Point labels for objects
* * * * * * *

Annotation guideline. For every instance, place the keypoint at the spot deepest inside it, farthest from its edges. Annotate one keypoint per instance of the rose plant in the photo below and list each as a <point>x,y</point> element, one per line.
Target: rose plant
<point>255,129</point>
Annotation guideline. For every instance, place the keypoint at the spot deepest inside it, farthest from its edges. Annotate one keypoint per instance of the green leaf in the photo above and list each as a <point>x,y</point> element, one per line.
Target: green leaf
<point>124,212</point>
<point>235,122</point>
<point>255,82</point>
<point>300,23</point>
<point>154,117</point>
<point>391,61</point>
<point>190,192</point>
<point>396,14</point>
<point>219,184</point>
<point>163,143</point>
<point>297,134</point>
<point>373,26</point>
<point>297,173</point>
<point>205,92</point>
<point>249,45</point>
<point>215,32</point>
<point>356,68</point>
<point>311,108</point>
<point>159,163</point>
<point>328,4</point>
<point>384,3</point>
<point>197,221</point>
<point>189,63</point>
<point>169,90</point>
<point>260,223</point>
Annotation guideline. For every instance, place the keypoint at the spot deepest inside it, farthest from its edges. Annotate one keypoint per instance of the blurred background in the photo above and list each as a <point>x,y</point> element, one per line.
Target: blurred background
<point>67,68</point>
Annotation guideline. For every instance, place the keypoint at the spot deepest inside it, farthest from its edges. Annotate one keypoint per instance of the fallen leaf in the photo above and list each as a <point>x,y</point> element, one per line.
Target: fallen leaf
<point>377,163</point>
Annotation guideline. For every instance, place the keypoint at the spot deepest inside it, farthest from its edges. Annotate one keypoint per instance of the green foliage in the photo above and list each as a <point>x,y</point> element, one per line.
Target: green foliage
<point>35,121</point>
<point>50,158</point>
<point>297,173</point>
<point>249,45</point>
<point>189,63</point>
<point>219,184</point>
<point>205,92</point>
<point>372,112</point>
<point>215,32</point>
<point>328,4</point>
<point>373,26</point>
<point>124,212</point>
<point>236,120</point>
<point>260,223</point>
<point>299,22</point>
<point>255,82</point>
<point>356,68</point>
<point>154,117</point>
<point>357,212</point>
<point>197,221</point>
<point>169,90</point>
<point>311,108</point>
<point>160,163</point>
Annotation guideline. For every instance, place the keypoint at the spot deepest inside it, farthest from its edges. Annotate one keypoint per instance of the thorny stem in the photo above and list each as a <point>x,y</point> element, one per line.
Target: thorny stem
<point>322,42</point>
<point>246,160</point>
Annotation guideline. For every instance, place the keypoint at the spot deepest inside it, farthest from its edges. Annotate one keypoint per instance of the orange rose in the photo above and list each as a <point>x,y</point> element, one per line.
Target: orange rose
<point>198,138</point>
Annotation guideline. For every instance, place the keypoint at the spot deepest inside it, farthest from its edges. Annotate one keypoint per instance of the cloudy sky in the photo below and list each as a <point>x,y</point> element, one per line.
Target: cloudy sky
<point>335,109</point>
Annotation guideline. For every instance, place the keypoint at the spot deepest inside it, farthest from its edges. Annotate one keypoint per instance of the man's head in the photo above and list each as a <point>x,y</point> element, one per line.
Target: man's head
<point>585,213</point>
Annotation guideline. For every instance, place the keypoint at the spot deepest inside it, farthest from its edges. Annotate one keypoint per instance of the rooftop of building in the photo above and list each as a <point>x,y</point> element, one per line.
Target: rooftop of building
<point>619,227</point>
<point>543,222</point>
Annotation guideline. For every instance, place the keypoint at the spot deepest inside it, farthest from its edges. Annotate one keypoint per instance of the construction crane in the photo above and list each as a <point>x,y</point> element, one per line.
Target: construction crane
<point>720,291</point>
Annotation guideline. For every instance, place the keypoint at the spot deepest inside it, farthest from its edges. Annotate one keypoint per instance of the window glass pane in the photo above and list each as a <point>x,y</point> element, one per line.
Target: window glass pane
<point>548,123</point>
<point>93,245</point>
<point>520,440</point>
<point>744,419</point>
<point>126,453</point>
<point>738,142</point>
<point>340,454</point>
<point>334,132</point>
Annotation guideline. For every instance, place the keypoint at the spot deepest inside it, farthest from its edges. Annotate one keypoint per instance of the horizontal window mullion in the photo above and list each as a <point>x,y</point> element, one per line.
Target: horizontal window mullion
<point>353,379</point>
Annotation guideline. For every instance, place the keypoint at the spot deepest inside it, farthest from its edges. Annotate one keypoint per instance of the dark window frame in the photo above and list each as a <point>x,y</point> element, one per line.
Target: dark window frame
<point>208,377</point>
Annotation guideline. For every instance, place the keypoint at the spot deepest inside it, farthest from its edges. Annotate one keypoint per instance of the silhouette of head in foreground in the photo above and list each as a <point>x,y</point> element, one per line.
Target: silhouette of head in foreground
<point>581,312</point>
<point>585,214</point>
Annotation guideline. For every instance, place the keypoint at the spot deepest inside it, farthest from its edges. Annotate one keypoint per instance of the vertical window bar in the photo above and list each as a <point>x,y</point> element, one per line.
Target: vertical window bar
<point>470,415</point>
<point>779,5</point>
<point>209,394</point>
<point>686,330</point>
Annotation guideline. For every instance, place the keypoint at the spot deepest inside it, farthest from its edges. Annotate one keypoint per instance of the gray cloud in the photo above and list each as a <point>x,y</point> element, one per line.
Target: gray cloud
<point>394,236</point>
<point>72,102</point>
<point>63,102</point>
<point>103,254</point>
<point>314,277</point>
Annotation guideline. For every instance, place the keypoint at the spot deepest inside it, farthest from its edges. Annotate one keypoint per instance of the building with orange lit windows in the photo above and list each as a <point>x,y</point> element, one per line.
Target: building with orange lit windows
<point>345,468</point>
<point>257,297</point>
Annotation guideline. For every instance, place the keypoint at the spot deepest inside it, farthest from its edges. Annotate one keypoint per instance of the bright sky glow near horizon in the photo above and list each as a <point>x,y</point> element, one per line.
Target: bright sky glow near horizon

* * * * * * *

◆ **EXERCISE OBJECTIVE**
Reproduce the entire listing above word for word, with every line unchanged.

◆ **ANSWER TO THE TASK**
Annotation guideline. For every instance, place the keypoint at the spot deepest inside it, farthest from its edges. Annotate one keypoint per instance of the rose plant in the photo below and list each as a <point>x,y</point> element, one per line.
Target: rose plant
<point>255,129</point>
Annotation guideline. For every instance, place the keypoint at the spot deepest inside it, farthest from its edges. Annotate one keypoint per instance of the green leaf in the photo above and list each as a <point>x,y</point> element, one per line.
Target: green leaf
<point>124,212</point>
<point>235,122</point>
<point>255,82</point>
<point>300,23</point>
<point>154,117</point>
<point>391,61</point>
<point>190,192</point>
<point>396,14</point>
<point>219,184</point>
<point>163,143</point>
<point>297,134</point>
<point>373,26</point>
<point>297,173</point>
<point>205,92</point>
<point>249,45</point>
<point>215,32</point>
<point>356,68</point>
<point>311,108</point>
<point>159,163</point>
<point>328,4</point>
<point>384,3</point>
<point>197,221</point>
<point>189,63</point>
<point>169,90</point>
<point>260,223</point>
Annotation guideline. For every instance, place the keypoint at the spot deepest inside it, farthest from its edges. Annotate one keypoint per instance of the blurred background in the photo above and list each as a <point>x,y</point> element, one per line.
Target: blurred background
<point>67,68</point>
Annotation guideline. For every instance, place the keypoint at the spot deepest inside it, farthest from its edges. Annotate one keypoint per instance of the fallen leaf in the photo above and list each as a <point>x,y</point> element, one per line.
Target: fallen leaf
<point>377,163</point>
Annotation guideline. For every instance, place the keypoint at the spot deepest inside it, farthest from its edges. Annotate one keypoint per instance of the green foliage in the photo above and list each as a <point>x,y</point> element, one per line.
Target: green foliage
<point>35,121</point>
<point>50,158</point>
<point>297,173</point>
<point>249,45</point>
<point>189,63</point>
<point>219,184</point>
<point>205,92</point>
<point>372,112</point>
<point>215,32</point>
<point>328,4</point>
<point>373,26</point>
<point>124,212</point>
<point>236,120</point>
<point>260,223</point>
<point>299,22</point>
<point>255,82</point>
<point>356,68</point>
<point>154,117</point>
<point>357,212</point>
<point>197,221</point>
<point>169,90</point>
<point>311,108</point>
<point>160,163</point>
Annotation guideline. For every instance, place the keypoint at the spot deepest inside it, farthest from its edges. Annotate one keypoint per instance of the thorny stem in the photo above and list each as a <point>x,y</point> element, one per line.
Target: thorny stem
<point>322,42</point>
<point>246,160</point>
Annotation guideline. For every instance, place the keypoint at the spot deepest inside it, farthest from its edges. Annotate one keypoint per instance of the orange rose in the photo above and list each as a <point>x,y</point> element, one per line.
Target: orange rose
<point>198,138</point>
Annotation guideline. For every instance, place the keypoint at the spot deepest inside it, farthest from its edges. Annotate one keypoint per instance of the cloudy sky in the photo below and list each as a <point>x,y</point> element, one per line.
Target: cloudy sky
<point>335,109</point>
Annotation guideline. For every instance, place the keypoint at the spot deepest inside it, farthest from its edges. Annotate one keypoint per instance of the man's head in the photo above and list each as a <point>x,y</point> element, one per line.
Target: man's head
<point>585,213</point>
Annotation guideline. For every instance, place the keypoint at the spot deepest inside it, farthest from its edges. Annotate one keypoint per instance of the rooftop of building in the photo above and list each as a <point>x,y</point> element, one per line.
Target: rooftop of building
<point>619,227</point>
<point>543,222</point>
Annotation guideline. For every instance, place the keypoint at the spot deepest inside it, farthest from its edges. Annotate one keypoint per instance of the construction crane in the photo above and list each as a <point>x,y</point> element, one per line.
Target: construction crane
<point>720,291</point>
Annotation guideline. For every instance, place the keypoint at the spot deepest inside it, farthest from its edges. Annotate one keypoint per instance of the window glass pane in the photo above and list each as a <point>x,y</point> element, one per line.
Target: window glass pane
<point>548,123</point>
<point>93,245</point>
<point>520,440</point>
<point>744,419</point>
<point>126,453</point>
<point>738,142</point>
<point>340,454</point>
<point>334,132</point>
Annotation guideline. For every instance, place the keypoint at the spot deepest inside it, farthest from its edges. Annotate one keypoint per instance of the horizontal window mullion in the photo above and list each as a <point>x,y</point> element, one per line.
Target: horizontal window mullion
<point>353,379</point>
Annotation guideline. For every instance, place the keypoint at the spot deepest inside it, farthest from its edges. Annotate one keypoint per instance of the dark window frame in the photo above and list each as a <point>x,y</point> element, one per line.
Target: dark window frame
<point>208,377</point>
Annotation guideline. For every instance, place the keypoint at the spot deepest inside it, farthest from its edges. Annotate one keypoint per instance of the silhouette of head in foreground in the photo above and list each as a <point>x,y</point> element, one per line.
Target: silhouette of head in foreground
<point>581,312</point>
<point>585,214</point>
Annotation guideline. For every instance, place the keypoint at the spot deepest inside it, farthest from its edges. Annotate one keypoint per instance of the vertical window bar in the photo above and list each as a <point>x,y</point> element, one per line.
Target: vertical window bar
<point>470,415</point>
<point>779,5</point>
<point>209,394</point>
<point>686,330</point>
Annotation guideline. For every instance, place the keypoint at the spot deepest inside it, farthest from its edges. Annotate one keypoint per instance of the gray cloud in the photo above and list each as a <point>x,y</point> element, one per line.
Target: gray cloud
<point>394,236</point>
<point>72,102</point>
<point>63,102</point>
<point>103,254</point>
<point>314,277</point>
Annotation guideline. For every instance, place the keypoint at the spot deepest inside it, farthest from its edges. Annotate one keypoint per instance of the building with orange lit windows in the photo above and list each as a <point>x,y</point> element, one per line.
Target: building with orange lit windows
<point>345,468</point>
<point>257,297</point>
Annotation guideline. For every instance, place the keypoint at the spot deepest inside it, farthest from its edges. Annotate one keypoint per instance of the bright sky glow near horizon in the photo above and list each as a <point>x,y</point> element, one per line.
Target: bright sky glow near horizon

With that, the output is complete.